What you have to do: List every person named in the text about the White City Rebels speedway team.

The White City Rebels were a motorcycle speedway team who operated from the White City Stadium, Wood Lane in London.

History
White City were inaugural members of the Southern League in 1929 but only raced for the one season. The White City team were due to race in the 1930 Southern League, but they withdrew from the league before it started. The stadium then ran once again using an Open Licence and held occasional one-off meetings between (1953–1958, 1961) until a new league team was formed, from the Oxford Rebels team in 1976. They re-opened in 1976 under the promoters Danny Dunton and Bob Dugard. They were managed by Danny Dunton's son, Lee Dunton. They had previously raced at Oxford as the Oxford Rebels, but a threat of track closure and sell-off for development in 1975 caused the promoters to seek a new venue.

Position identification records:
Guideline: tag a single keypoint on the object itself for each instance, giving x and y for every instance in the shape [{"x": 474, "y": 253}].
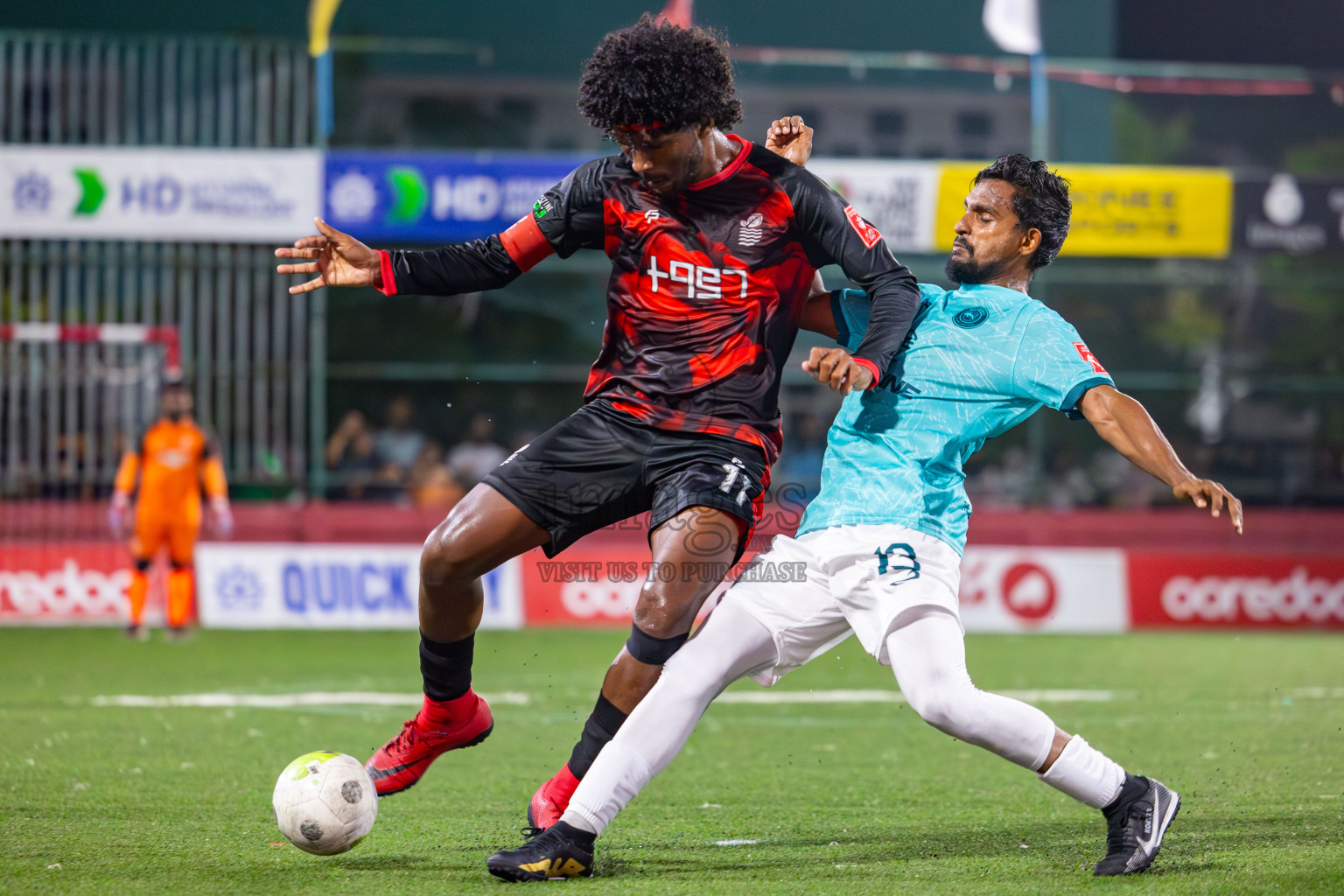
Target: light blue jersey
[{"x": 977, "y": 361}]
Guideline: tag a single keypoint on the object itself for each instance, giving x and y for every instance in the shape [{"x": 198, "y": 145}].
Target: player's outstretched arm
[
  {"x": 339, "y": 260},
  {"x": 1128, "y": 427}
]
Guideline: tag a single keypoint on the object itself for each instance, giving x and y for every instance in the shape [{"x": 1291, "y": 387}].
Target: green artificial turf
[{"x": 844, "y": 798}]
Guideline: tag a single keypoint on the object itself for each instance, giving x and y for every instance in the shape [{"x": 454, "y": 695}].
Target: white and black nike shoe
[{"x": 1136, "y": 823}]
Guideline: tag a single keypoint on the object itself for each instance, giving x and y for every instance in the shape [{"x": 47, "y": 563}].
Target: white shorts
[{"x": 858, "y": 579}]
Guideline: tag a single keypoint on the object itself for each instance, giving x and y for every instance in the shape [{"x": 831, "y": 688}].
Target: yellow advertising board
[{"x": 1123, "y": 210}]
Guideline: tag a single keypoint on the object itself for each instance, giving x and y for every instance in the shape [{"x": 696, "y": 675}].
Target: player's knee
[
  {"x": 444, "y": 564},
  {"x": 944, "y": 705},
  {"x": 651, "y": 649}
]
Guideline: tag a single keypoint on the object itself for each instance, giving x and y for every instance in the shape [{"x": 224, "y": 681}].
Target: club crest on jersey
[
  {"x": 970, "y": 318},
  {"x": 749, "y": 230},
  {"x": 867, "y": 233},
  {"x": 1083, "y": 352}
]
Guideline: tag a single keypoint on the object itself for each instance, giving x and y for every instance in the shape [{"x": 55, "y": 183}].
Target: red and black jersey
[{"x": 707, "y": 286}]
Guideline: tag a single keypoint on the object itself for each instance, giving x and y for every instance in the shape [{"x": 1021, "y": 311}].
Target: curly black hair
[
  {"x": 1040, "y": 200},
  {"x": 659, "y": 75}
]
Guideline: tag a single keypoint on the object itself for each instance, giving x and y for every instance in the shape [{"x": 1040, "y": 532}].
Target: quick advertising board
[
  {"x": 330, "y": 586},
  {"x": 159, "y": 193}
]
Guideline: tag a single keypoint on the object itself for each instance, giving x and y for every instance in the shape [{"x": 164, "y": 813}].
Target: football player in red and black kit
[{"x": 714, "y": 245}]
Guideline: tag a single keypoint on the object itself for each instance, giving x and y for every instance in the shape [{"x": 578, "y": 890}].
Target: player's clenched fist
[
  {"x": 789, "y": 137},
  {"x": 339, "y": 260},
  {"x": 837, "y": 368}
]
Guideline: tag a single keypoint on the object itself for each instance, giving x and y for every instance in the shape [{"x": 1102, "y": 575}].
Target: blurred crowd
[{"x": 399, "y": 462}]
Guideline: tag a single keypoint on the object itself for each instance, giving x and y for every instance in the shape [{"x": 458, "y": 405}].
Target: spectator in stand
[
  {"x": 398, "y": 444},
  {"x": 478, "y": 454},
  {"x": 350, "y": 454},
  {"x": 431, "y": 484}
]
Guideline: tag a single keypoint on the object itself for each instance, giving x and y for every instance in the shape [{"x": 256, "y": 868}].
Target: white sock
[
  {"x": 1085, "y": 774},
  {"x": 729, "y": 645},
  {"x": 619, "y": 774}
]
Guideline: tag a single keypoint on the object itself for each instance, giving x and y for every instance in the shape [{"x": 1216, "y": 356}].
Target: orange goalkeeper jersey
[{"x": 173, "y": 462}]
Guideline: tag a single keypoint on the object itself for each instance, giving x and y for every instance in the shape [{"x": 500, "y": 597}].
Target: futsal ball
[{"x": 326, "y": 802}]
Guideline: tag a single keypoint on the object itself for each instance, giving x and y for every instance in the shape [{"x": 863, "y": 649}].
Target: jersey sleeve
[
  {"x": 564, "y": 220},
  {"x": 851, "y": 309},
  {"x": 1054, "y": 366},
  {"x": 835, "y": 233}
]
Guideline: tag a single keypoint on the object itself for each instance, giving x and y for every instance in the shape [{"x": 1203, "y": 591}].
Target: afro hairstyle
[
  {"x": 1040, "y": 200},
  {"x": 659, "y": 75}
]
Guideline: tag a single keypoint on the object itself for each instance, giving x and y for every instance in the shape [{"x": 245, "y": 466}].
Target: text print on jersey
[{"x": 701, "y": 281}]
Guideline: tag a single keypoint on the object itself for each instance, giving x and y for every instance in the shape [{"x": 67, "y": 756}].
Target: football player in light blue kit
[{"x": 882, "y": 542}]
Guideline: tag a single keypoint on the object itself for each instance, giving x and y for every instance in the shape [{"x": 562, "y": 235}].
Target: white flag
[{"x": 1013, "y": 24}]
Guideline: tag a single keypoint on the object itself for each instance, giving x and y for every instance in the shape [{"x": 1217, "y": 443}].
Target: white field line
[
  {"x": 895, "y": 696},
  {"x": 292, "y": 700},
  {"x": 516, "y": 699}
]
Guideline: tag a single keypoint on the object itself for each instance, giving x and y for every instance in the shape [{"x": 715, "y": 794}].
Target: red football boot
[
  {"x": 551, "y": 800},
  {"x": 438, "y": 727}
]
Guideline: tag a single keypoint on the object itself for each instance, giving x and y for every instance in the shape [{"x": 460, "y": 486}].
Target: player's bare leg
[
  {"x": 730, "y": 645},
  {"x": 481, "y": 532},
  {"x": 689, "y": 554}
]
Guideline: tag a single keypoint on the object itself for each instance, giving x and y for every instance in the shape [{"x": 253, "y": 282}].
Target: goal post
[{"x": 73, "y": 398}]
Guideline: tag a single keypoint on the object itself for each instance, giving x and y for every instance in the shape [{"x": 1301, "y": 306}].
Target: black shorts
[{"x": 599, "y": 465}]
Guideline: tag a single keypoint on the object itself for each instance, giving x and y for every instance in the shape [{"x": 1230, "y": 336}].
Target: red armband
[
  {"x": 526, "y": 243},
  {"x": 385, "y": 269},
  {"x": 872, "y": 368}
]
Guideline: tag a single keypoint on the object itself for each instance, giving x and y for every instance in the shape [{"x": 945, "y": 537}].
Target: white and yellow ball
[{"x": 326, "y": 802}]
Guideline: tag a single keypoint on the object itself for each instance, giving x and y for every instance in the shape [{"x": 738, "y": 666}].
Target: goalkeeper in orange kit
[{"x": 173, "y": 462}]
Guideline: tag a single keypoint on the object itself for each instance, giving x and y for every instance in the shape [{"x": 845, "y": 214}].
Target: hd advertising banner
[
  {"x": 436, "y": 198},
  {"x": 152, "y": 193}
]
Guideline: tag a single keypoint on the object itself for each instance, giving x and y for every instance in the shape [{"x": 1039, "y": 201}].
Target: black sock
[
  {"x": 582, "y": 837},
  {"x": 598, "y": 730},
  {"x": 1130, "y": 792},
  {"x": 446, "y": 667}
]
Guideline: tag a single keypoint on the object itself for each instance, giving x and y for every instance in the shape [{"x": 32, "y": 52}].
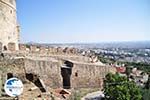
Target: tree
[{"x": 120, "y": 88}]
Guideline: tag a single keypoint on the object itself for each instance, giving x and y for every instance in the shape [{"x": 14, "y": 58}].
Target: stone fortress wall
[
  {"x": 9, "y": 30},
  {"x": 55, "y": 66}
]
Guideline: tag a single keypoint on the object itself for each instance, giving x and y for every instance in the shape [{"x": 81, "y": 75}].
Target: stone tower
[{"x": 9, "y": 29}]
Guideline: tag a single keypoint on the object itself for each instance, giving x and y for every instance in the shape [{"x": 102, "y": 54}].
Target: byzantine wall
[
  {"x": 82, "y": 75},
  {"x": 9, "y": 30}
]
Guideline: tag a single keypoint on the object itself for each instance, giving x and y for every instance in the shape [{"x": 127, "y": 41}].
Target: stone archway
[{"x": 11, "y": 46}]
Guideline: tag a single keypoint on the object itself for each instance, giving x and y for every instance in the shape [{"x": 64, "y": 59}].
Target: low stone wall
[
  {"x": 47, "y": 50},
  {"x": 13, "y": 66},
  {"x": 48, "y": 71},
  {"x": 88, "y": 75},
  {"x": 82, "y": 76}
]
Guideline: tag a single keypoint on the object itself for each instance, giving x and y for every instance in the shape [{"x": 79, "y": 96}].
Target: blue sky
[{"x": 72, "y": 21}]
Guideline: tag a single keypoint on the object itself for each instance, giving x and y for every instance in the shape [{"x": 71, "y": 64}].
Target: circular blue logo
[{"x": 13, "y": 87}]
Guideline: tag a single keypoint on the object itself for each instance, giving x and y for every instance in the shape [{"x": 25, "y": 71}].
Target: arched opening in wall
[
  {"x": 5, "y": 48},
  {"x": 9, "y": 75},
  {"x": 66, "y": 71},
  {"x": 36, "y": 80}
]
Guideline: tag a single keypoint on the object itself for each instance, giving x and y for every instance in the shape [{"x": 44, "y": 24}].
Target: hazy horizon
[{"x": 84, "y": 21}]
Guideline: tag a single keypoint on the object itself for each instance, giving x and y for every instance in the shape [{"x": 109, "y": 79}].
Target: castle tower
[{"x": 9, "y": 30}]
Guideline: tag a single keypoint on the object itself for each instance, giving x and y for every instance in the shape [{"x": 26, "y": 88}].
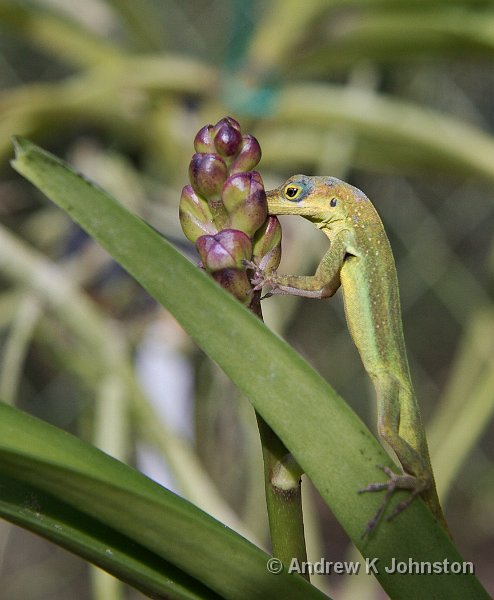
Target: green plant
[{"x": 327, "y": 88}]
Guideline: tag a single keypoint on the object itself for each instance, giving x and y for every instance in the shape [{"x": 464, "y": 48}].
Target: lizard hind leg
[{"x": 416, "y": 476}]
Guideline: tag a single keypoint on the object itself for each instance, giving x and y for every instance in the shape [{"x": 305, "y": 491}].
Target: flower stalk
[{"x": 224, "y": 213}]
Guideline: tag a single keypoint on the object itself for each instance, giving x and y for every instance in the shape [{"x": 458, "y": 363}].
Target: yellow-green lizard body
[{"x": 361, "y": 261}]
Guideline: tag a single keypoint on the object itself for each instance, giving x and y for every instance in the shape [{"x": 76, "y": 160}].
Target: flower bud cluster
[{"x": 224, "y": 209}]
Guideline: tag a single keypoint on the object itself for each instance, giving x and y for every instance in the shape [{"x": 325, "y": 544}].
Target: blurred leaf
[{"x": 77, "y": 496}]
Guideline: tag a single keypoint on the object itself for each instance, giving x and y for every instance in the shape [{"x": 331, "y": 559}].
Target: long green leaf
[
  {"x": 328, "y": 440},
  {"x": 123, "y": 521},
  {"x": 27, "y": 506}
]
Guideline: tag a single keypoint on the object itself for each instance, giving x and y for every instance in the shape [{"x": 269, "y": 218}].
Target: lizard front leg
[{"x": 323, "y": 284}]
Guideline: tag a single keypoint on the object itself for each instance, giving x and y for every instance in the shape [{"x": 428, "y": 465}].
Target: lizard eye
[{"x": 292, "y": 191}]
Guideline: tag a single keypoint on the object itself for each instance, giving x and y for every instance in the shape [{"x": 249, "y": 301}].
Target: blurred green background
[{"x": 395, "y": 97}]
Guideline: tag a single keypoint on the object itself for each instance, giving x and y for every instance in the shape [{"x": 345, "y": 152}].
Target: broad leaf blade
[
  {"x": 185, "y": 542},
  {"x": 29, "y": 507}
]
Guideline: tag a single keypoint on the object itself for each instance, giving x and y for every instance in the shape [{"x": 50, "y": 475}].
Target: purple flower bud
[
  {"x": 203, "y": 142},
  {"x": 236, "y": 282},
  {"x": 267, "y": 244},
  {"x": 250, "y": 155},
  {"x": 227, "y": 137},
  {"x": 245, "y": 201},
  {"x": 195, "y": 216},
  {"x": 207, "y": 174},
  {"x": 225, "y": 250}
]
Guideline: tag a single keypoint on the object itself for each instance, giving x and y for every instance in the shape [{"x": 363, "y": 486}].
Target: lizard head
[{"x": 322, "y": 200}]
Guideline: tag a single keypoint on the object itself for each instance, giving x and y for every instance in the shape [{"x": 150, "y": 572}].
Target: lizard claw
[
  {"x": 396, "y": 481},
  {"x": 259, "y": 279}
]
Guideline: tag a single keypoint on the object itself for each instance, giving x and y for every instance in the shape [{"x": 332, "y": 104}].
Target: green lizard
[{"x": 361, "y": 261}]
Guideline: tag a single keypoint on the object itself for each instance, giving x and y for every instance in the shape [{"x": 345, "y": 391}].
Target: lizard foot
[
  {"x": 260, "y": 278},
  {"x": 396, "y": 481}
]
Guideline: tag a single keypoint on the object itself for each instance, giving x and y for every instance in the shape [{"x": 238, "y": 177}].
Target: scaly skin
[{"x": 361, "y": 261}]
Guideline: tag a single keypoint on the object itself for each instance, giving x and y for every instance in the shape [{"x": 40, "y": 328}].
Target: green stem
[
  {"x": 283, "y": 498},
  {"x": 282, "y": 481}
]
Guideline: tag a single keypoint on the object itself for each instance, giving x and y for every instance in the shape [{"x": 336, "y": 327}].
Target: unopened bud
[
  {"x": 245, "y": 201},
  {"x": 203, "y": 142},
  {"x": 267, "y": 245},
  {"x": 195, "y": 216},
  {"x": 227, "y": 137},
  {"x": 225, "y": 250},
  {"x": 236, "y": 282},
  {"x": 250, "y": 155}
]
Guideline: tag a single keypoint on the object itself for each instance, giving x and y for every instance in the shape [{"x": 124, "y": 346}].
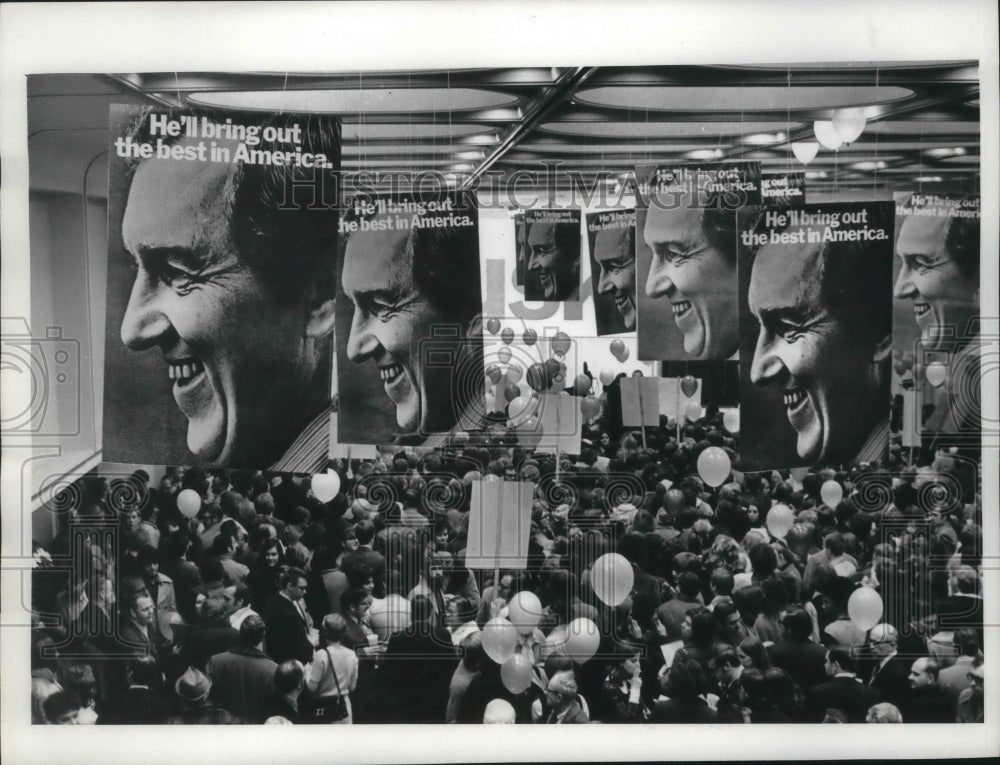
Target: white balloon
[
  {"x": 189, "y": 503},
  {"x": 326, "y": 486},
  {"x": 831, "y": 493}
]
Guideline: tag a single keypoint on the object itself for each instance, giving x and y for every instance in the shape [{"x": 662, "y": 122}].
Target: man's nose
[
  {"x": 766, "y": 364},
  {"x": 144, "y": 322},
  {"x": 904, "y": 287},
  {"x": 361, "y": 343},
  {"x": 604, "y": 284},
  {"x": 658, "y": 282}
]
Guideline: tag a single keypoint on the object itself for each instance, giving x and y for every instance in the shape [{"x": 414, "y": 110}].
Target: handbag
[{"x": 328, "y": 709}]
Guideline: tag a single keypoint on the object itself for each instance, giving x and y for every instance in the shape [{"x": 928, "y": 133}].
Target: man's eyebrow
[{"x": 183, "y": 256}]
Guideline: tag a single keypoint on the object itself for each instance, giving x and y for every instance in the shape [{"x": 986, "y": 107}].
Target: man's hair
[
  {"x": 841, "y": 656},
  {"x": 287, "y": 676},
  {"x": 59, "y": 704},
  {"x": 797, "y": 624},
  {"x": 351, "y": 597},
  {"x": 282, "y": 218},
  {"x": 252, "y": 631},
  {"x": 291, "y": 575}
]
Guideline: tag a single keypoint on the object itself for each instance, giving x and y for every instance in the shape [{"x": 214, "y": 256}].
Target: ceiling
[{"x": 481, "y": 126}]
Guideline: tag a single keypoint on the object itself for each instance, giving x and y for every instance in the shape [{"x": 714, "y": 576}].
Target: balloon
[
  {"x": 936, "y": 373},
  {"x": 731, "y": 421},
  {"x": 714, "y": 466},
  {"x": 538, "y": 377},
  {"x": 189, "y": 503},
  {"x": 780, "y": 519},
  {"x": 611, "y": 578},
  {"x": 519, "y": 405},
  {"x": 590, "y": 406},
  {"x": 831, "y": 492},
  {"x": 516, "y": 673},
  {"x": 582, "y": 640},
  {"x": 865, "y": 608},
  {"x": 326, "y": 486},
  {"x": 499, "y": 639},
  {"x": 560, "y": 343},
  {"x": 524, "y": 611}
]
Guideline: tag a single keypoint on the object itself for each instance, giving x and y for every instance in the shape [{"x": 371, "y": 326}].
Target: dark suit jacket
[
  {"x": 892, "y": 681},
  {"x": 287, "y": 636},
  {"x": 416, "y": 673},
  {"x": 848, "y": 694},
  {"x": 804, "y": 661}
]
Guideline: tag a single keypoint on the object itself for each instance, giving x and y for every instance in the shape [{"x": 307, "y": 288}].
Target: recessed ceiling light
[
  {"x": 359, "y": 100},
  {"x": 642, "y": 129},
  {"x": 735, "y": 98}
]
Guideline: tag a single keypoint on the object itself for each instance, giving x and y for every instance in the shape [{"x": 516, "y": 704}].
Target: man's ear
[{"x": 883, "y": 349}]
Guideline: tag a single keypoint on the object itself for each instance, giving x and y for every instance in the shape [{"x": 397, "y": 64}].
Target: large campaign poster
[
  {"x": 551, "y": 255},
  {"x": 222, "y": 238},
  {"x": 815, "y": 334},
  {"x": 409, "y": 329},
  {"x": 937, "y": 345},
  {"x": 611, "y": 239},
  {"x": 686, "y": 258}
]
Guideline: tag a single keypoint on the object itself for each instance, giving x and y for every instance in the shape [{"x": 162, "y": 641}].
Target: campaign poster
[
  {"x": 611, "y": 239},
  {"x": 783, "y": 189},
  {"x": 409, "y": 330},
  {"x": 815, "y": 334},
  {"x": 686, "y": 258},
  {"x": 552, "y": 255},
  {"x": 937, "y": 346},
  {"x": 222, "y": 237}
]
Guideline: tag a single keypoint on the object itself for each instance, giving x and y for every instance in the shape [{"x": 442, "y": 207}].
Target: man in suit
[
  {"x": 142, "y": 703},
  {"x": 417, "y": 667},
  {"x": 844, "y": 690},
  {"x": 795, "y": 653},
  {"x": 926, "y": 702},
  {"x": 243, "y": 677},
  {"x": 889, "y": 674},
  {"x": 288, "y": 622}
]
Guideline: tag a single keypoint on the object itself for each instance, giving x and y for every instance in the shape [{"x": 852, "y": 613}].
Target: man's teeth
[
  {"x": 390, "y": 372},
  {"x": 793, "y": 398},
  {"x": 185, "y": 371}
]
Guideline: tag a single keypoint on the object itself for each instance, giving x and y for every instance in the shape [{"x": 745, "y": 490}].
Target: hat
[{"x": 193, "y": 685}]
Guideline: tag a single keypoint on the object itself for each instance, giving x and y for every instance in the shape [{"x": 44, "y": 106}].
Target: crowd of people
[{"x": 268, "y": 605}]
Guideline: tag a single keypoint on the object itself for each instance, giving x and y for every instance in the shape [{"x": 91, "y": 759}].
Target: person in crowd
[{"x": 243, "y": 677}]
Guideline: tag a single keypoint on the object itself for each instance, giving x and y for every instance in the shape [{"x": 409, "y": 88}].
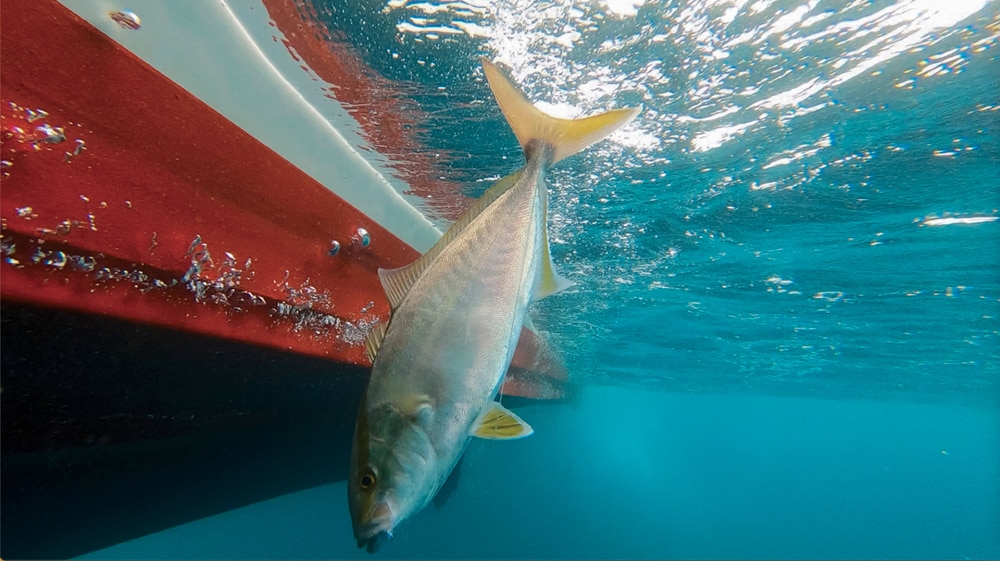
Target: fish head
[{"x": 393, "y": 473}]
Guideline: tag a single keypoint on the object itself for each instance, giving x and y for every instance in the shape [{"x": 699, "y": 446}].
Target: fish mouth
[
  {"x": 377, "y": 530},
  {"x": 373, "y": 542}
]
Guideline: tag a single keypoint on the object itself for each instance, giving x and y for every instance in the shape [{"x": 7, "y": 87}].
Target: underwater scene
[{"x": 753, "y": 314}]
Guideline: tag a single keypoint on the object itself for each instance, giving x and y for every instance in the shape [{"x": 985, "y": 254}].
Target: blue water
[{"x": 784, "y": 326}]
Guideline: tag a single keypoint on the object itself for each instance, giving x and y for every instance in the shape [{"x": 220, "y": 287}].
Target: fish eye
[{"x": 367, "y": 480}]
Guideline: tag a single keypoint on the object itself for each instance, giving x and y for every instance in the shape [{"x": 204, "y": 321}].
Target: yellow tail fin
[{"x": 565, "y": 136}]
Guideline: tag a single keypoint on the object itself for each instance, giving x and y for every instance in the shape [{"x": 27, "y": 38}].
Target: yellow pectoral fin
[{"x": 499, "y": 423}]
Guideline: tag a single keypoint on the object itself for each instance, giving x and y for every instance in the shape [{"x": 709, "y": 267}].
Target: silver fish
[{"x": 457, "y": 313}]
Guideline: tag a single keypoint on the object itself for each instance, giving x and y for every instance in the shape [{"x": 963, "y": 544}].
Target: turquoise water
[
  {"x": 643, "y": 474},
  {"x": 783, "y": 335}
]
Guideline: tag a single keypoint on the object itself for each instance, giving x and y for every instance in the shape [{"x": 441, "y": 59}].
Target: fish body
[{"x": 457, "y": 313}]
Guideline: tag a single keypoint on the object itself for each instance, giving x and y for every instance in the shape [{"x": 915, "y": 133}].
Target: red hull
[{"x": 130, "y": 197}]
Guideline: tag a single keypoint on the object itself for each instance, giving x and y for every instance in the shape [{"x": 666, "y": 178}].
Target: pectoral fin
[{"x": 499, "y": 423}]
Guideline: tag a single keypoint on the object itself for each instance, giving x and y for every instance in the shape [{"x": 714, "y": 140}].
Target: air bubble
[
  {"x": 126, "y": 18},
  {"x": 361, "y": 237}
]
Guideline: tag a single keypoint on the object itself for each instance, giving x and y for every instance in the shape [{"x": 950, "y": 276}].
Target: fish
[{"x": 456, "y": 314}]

Solution to this exercise: Danny Dunton, Bob Dugard, Lee Dunton